# DATASET EXTRACT start
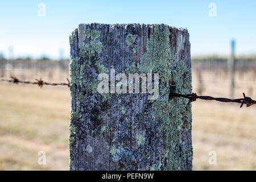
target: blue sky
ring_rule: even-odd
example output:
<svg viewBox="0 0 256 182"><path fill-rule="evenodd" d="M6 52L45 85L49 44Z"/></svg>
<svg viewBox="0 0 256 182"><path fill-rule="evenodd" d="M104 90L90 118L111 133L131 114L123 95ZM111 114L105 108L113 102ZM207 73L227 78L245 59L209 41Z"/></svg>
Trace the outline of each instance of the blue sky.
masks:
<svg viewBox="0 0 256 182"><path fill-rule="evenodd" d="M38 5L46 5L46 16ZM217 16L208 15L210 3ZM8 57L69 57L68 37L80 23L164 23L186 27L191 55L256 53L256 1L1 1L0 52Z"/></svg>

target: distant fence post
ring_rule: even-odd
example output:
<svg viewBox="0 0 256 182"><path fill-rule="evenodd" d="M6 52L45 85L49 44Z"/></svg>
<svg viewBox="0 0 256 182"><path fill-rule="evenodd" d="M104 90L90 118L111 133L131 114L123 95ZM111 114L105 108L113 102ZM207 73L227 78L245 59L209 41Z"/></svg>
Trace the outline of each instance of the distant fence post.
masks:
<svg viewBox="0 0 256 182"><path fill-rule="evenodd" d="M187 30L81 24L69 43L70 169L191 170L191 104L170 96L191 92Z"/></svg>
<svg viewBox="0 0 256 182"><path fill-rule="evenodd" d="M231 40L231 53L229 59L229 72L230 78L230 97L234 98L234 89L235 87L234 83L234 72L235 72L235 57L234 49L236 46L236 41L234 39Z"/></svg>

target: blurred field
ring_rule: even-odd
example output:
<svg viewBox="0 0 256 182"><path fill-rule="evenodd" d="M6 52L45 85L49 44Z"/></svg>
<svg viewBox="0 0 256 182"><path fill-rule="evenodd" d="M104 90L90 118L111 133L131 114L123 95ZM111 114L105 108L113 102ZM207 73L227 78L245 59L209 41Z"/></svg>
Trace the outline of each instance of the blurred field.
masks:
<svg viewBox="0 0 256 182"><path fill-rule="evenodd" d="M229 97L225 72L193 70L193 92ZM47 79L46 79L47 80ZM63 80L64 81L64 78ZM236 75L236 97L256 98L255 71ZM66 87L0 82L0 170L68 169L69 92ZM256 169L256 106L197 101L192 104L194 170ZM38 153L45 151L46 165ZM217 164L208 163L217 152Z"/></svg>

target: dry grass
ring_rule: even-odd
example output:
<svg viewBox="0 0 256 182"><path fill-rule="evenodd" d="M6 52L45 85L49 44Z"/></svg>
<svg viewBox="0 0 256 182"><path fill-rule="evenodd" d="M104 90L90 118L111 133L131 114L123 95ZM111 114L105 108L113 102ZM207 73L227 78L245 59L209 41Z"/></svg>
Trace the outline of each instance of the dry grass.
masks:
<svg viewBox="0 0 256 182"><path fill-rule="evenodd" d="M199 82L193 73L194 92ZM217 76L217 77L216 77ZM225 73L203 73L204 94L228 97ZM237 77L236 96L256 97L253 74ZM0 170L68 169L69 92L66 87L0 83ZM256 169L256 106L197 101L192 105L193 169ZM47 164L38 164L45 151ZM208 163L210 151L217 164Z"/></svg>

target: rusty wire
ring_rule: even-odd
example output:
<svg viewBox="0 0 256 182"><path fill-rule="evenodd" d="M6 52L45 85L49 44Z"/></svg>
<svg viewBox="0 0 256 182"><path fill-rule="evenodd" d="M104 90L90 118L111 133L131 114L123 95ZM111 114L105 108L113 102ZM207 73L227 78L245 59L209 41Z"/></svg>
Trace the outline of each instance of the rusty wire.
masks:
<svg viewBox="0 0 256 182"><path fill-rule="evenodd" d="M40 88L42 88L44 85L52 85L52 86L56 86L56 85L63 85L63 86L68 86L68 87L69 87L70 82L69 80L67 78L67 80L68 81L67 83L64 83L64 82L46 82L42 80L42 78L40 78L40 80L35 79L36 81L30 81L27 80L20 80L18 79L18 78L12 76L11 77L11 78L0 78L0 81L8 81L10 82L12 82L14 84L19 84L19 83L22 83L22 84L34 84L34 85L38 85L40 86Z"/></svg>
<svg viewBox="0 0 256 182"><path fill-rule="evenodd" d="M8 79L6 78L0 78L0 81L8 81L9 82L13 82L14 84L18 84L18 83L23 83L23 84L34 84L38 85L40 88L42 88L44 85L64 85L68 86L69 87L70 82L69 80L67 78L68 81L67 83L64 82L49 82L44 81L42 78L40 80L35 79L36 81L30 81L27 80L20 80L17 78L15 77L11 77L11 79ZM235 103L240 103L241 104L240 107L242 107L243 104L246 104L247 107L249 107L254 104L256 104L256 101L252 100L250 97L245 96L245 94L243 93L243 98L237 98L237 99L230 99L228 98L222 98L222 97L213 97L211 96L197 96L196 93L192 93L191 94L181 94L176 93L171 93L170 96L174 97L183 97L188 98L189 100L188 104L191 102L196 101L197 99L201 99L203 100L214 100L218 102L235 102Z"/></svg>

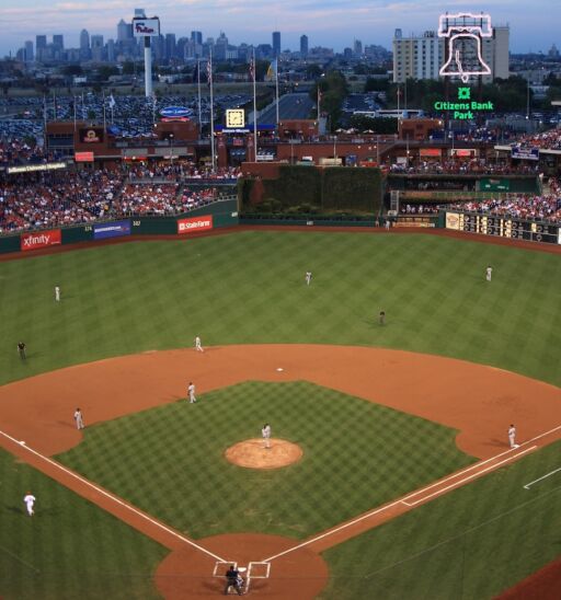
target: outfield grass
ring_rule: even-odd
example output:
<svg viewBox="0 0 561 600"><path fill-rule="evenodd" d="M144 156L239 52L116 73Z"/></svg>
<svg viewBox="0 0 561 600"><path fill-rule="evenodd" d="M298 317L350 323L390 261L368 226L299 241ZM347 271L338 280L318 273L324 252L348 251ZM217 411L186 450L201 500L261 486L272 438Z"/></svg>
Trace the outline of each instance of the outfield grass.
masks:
# DATASET EXTRACT end
## GIVEN EXERCISE:
Reproduce every one of the lines above word for word, and leave the pictures out of your copy.

## ANSWER TO THE PROBLEM:
target: blue sky
ring_rule: even-odd
example output:
<svg viewBox="0 0 256 182"><path fill-rule="evenodd" d="M6 52L45 85L49 44Z"/></svg>
<svg viewBox="0 0 256 182"><path fill-rule="evenodd" d="M104 90L90 118L111 133L131 114L123 95ZM111 114L105 108L113 102ZM207 73L227 78L245 59L209 41Z"/></svg>
Trace the outline of each instance of the blue sky.
masks:
<svg viewBox="0 0 256 182"><path fill-rule="evenodd" d="M38 5L46 5L46 16ZM217 16L208 15L210 3ZM8 57L69 57L68 37L80 23L164 23L186 27L191 55L256 53L256 1L1 1L0 52Z"/></svg>

target: distant fence post
ring_rule: even-odd
example output:
<svg viewBox="0 0 256 182"><path fill-rule="evenodd" d="M6 52L45 85L49 44Z"/></svg>
<svg viewBox="0 0 256 182"><path fill-rule="evenodd" d="M104 90L90 118L111 133L131 114L123 95ZM111 114L105 108L113 102ZM207 73L227 78L245 59L209 41Z"/></svg>
Trace the outline of each instance of the distant fence post.
masks:
<svg viewBox="0 0 256 182"><path fill-rule="evenodd" d="M187 30L81 24L69 43L70 169L191 170L191 104L170 96L191 92Z"/></svg>
<svg viewBox="0 0 256 182"><path fill-rule="evenodd" d="M231 40L231 53L229 59L229 72L230 78L230 97L234 98L234 89L235 87L234 83L234 72L235 72L235 57L234 49L236 46L236 41L234 39Z"/></svg>

target: blurred field
ring_rule: even-odd
example output:
<svg viewBox="0 0 256 182"><path fill-rule="evenodd" d="M6 52L45 85L49 44Z"/></svg>
<svg viewBox="0 0 256 182"><path fill-rule="evenodd" d="M104 90L90 118L111 133L131 114L123 95ZM111 114L105 108L113 102ZM207 73L227 78L245 59L209 41Z"/></svg>
Trace the outline of each instance of the blurred field.
masks:
<svg viewBox="0 0 256 182"><path fill-rule="evenodd" d="M229 97L225 72L193 70L193 92ZM47 79L46 79L47 80ZM63 80L64 81L64 78ZM236 75L236 97L256 98L255 71ZM66 87L0 82L0 170L68 169L69 92ZM256 169L256 106L197 101L192 104L194 170ZM38 153L45 151L46 165ZM217 164L208 163L217 152Z"/></svg>

target: dry grass
ring_rule: even-odd
example output:
<svg viewBox="0 0 256 182"><path fill-rule="evenodd" d="M6 52L45 85L49 44Z"/></svg>
<svg viewBox="0 0 256 182"><path fill-rule="evenodd" d="M104 90L90 118L111 133L131 114L123 95ZM111 114L105 108L113 102ZM207 73L227 78L245 59L209 41Z"/></svg>
Trace the outline of each instance of the dry grass.
masks:
<svg viewBox="0 0 256 182"><path fill-rule="evenodd" d="M199 82L193 73L194 92ZM217 76L217 77L216 77ZM225 73L203 73L204 94L228 97ZM237 77L236 96L256 97L253 74ZM0 170L68 169L69 92L66 87L0 83ZM256 169L256 106L197 101L192 105L193 169ZM47 164L38 164L45 151ZM208 163L210 151L217 164Z"/></svg>

target: rusty wire
ring_rule: even-odd
example output:
<svg viewBox="0 0 256 182"><path fill-rule="evenodd" d="M6 52L45 85L49 44Z"/></svg>
<svg viewBox="0 0 256 182"><path fill-rule="evenodd" d="M104 90L90 118L111 133L131 114L123 95ZM111 114L105 108L113 102ZM207 73L227 78L245 59L209 41Z"/></svg>
Trace the outline of each instance of the rusty wire.
masks:
<svg viewBox="0 0 256 182"><path fill-rule="evenodd" d="M40 88L42 88L44 85L52 85L52 86L56 86L56 85L63 85L63 86L68 86L68 87L69 87L70 82L69 80L67 78L67 80L68 81L67 83L64 83L64 82L46 82L42 80L42 78L40 78L40 80L35 79L36 81L30 81L27 80L20 80L18 79L18 78L12 76L11 77L11 78L0 78L0 81L8 81L10 82L12 82L14 84L19 84L19 83L22 83L22 84L34 84L34 85L38 85L40 86Z"/></svg>
<svg viewBox="0 0 256 182"><path fill-rule="evenodd" d="M8 79L6 78L0 78L0 81L8 81L9 82L13 82L14 84L18 84L18 83L23 83L23 84L34 84L38 85L40 88L42 88L44 85L64 85L68 86L69 87L70 82L69 80L67 78L68 81L67 83L64 82L49 82L44 81L42 78L40 80L35 79L36 81L30 81L27 80L20 80L17 78L15 77L11 77L11 79ZM235 103L240 103L241 104L240 107L242 107L243 104L246 104L247 107L249 107L254 104L256 104L256 101L252 100L250 97L245 96L245 94L243 93L243 98L237 98L237 99L230 99L228 98L222 98L222 97L213 97L211 96L197 96L196 93L192 93L191 94L181 94L176 93L171 93L170 96L174 97L183 97L188 98L189 100L188 104L191 102L196 101L197 99L201 99L203 100L214 100L218 102L235 102Z"/></svg>

target: outfield grass
ring_rule: even-odd
example output:
<svg viewBox="0 0 561 600"><path fill-rule="evenodd" d="M144 156L239 52L116 73Z"/></svg>
<svg viewBox="0 0 561 600"><path fill-rule="evenodd" d="M298 317L350 323L390 261L368 226L299 241ZM347 271L338 280L318 273L324 252L348 251ZM217 411L186 450L201 500L261 486L272 438Z"/></svg>
Trace the outline of each instance of the outfield grass.
masks:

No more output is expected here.